▶ What you will do:
Make an exact copy of the entries below.

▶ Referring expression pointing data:
※ ※ ※
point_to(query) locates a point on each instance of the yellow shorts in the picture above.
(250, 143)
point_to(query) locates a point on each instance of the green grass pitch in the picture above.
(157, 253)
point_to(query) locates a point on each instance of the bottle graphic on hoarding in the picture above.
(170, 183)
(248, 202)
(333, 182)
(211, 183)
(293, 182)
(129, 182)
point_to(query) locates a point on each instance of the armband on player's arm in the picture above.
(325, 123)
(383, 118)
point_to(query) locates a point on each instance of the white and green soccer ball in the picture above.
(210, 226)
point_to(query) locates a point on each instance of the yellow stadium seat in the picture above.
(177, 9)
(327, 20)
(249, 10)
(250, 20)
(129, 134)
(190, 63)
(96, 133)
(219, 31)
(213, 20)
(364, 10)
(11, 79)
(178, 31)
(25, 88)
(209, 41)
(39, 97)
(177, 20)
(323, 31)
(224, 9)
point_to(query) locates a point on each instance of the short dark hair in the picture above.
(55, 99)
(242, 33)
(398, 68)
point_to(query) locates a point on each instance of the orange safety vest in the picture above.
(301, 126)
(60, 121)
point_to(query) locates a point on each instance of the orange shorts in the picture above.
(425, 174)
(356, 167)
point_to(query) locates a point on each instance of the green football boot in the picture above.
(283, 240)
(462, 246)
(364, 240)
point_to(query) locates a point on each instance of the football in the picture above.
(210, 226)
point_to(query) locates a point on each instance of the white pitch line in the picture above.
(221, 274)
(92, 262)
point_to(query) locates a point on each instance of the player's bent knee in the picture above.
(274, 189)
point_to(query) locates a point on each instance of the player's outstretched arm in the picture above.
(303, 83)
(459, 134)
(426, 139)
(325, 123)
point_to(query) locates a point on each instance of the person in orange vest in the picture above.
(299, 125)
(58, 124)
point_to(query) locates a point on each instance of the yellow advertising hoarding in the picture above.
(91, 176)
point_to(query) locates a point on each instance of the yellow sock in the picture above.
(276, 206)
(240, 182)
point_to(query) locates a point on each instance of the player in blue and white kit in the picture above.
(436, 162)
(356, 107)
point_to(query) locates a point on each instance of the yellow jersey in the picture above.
※ ※ ※
▶ Response area:
point_to(query) locates a point on each instance of the yellow shorts in the picture above.
(250, 143)
point_to(query) locates a point on each instance of the green grass pitch in the picture above.
(157, 253)
point_to(query) locates a point on each instance of the bottle graphic on hoarding in the picture above.
(170, 183)
(248, 202)
(333, 182)
(211, 183)
(293, 182)
(129, 182)
point_to(query) locates a point on each instance of the armband on player's arm in the picture above.
(325, 123)
(383, 118)
point_to(query) locates a point on each instance of the white and green soccer ball in the picture above.
(210, 226)
point_to(query) locates a point on each instance of the yellow stadium seat in the picture above.
(177, 9)
(327, 20)
(249, 10)
(250, 20)
(129, 134)
(190, 63)
(96, 133)
(219, 31)
(213, 20)
(364, 10)
(11, 79)
(178, 31)
(25, 88)
(209, 41)
(39, 97)
(177, 20)
(323, 31)
(224, 9)
point_to(query) locates a point on each instance of the short dark hair in the picture above.
(55, 99)
(242, 33)
(398, 68)
point_to(query) locates a point on each instance of the orange safety vest in the picture above.
(301, 126)
(60, 121)
point_to(query) locates a point on each instance of the orange shorts in the picture above.
(425, 174)
(356, 167)
point_to(query) locates a point on each instance of the green football boot in the picture above.
(283, 240)
(462, 246)
(364, 240)
point_to(query) locates a point on each instance of the football in the picture above.
(210, 226)
point_to(query) locates a point on each instance of the white pitch line in the picture above.
(221, 274)
(92, 262)
point_to(query) locates a point on each instance of the player's bent knee in the picture above.
(274, 189)
point_to(query) locates a point on each instance of the player's outstretched arm in the picture above.
(303, 83)
(459, 134)
(426, 139)
(325, 123)
point_to(query) locates a point on each instance of the person in orange vest in the picture above.
(299, 125)
(58, 124)
point_to(query) locates a point on each instance of the yellow advertising hoarding in the picture above.
(91, 176)
point_to(query) locates a point on each instance of the yellow sock in the picture above.
(276, 206)
(240, 182)
point_to(query) locates a point on each instance of the player in blue and white kit in the picture above.
(436, 162)
(356, 107)
point_to(query) locates a point on each instance of the yellow jersey in the picture above.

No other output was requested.